### [DIRECTIONS FOR THIS TASK]
Extract each line of the material below that contains the string "white", matching case exactly.

(Items from a labeling collection)

<<<<

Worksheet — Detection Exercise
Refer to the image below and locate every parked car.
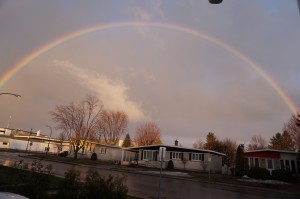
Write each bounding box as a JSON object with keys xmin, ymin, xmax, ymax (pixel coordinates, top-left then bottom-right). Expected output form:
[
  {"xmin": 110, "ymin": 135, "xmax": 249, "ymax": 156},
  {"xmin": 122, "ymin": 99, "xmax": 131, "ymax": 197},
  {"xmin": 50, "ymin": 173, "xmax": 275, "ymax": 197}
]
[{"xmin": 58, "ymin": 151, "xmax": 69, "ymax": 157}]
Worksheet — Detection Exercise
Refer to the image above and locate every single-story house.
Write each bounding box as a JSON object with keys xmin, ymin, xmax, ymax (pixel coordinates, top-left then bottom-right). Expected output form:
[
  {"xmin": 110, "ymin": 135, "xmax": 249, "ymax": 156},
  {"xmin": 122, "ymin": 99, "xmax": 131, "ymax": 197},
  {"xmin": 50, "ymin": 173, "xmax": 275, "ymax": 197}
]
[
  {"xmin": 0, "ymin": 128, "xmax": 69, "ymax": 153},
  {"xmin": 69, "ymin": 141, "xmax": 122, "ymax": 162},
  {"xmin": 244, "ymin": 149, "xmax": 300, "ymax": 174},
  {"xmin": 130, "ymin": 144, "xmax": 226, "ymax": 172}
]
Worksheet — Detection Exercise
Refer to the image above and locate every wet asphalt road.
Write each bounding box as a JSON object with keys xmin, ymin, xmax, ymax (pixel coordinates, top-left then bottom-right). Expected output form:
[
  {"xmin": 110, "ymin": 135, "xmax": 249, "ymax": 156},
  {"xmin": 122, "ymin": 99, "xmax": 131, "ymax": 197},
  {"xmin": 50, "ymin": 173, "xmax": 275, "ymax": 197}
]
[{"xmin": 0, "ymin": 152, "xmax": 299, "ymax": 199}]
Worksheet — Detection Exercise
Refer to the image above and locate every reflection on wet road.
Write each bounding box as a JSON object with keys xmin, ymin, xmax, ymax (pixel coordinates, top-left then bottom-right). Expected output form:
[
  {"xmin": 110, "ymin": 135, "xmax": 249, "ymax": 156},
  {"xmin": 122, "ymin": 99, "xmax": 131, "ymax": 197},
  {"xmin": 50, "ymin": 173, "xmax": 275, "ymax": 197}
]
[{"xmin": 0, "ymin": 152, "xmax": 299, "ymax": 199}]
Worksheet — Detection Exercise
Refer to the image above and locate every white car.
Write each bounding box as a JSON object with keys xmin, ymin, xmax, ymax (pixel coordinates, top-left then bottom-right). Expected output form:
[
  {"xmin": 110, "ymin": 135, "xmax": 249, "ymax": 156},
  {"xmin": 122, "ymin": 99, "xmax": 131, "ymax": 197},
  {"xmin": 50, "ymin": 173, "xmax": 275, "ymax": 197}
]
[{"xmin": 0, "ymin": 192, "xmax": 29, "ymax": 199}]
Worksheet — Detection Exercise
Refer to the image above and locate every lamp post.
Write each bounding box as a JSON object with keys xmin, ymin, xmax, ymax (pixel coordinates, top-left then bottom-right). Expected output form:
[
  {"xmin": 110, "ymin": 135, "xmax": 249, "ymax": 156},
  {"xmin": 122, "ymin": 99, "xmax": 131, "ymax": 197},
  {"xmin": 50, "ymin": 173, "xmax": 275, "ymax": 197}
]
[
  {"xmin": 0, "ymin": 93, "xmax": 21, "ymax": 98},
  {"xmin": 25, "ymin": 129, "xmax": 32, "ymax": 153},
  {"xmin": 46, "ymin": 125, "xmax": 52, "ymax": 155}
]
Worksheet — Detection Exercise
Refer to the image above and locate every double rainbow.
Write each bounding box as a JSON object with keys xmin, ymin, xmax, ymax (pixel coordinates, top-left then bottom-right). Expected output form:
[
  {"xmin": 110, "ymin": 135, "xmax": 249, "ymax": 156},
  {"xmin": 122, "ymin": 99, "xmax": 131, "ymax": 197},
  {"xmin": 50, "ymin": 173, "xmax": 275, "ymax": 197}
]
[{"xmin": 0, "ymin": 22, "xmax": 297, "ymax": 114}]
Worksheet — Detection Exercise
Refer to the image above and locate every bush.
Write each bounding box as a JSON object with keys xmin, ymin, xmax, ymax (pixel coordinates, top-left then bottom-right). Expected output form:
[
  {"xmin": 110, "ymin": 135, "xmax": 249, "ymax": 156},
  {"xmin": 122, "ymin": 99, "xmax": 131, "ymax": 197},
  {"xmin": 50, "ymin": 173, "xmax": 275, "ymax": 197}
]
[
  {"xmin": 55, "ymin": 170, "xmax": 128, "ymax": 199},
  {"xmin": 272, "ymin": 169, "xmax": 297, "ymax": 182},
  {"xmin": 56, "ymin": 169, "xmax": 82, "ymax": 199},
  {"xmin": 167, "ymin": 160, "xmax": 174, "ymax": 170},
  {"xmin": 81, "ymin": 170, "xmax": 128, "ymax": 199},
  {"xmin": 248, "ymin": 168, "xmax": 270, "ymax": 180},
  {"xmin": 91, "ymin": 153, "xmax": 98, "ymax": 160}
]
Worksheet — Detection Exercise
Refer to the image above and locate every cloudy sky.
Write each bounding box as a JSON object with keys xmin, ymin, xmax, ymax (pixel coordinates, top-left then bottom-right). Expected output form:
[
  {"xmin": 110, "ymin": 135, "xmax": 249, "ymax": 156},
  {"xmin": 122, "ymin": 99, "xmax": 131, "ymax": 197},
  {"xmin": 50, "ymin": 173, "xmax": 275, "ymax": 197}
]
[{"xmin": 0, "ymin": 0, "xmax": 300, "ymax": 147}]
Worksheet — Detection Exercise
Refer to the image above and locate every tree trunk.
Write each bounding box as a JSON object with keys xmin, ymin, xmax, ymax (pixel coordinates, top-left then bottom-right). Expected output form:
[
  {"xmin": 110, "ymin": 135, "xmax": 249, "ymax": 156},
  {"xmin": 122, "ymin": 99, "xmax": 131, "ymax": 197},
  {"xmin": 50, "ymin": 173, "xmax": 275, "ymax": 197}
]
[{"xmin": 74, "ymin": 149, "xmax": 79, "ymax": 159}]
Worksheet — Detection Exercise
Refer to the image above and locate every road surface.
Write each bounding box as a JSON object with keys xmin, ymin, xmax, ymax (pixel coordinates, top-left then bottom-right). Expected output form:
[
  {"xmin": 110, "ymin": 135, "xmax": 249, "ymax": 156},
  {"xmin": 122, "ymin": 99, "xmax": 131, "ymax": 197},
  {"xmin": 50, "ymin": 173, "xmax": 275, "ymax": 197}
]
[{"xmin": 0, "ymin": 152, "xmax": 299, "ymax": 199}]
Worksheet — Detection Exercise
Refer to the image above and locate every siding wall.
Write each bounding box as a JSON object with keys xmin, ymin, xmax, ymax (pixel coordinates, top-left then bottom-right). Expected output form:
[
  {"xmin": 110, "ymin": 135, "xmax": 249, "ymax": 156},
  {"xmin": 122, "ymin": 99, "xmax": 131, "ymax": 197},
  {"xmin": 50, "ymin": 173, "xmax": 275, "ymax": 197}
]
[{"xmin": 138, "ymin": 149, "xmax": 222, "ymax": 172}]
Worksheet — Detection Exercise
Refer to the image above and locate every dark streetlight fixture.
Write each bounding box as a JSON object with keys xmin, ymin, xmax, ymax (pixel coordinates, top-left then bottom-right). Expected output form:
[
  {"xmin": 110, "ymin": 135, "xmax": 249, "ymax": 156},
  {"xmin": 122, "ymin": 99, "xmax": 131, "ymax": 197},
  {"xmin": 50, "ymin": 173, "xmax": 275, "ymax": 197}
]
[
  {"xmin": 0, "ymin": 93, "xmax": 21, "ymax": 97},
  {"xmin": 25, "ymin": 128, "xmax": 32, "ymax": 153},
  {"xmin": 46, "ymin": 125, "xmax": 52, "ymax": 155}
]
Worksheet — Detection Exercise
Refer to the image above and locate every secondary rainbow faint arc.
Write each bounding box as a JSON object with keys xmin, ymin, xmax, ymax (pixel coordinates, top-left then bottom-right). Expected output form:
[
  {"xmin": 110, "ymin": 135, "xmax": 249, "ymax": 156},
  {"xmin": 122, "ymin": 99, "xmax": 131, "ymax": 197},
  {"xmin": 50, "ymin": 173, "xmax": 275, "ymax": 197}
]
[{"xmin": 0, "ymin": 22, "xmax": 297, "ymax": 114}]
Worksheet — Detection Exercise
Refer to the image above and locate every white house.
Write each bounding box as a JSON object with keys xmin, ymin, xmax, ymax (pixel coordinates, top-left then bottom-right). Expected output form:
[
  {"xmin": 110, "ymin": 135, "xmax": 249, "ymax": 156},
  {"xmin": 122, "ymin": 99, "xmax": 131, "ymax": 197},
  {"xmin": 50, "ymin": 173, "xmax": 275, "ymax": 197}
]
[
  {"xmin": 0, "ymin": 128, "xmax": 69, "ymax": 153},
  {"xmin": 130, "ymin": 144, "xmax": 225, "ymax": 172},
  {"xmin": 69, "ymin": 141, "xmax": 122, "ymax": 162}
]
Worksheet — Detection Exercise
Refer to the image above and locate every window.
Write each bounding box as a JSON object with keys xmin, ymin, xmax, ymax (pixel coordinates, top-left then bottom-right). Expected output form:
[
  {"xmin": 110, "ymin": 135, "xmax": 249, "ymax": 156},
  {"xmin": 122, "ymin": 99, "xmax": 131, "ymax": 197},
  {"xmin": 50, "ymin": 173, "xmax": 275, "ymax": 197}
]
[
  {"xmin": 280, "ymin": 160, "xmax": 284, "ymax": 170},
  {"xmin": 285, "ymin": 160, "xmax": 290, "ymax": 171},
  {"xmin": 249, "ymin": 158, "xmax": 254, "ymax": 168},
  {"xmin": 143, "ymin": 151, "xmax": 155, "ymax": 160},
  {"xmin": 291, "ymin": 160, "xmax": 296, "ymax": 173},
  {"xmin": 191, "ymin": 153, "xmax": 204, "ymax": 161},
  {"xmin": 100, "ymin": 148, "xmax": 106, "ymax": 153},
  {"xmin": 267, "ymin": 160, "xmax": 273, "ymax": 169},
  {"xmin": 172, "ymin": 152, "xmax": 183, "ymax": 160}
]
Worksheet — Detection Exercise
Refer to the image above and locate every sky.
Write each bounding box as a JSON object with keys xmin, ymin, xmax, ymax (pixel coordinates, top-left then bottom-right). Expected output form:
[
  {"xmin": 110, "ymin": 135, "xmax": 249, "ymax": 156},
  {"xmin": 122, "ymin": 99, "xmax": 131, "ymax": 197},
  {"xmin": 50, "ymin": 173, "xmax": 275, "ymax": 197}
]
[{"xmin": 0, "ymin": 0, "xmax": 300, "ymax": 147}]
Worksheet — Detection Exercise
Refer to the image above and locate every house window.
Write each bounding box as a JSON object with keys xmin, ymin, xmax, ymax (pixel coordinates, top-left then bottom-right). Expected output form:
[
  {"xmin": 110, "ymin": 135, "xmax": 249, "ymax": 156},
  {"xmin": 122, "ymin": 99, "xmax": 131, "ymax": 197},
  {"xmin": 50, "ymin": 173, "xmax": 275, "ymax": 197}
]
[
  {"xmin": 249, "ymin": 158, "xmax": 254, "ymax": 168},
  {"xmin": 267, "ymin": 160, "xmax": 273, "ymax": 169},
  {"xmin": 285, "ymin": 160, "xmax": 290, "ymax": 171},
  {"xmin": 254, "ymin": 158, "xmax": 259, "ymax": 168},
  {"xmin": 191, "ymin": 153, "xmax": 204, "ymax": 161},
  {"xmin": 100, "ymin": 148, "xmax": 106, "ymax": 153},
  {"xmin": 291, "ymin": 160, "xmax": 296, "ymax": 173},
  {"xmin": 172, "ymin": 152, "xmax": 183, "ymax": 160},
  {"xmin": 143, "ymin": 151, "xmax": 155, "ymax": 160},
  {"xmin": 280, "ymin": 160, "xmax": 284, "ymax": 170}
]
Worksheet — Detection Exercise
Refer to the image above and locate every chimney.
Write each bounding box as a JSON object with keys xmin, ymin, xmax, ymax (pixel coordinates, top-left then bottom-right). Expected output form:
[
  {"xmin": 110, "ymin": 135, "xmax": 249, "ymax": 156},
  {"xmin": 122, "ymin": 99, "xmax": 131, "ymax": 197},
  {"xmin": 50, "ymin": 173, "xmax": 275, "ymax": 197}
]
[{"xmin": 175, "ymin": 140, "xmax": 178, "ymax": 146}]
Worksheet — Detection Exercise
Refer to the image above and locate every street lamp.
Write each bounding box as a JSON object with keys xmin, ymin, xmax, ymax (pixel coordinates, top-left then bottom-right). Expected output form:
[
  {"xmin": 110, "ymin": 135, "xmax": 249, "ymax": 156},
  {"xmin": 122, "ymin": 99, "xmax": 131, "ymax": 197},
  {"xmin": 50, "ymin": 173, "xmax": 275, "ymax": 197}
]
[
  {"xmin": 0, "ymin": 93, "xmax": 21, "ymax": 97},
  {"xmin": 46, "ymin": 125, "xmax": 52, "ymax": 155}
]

>>>>

### [EXERCISE ANSWER]
Refer to the image above and locate every white car.
Refer to the image above and locate every white house.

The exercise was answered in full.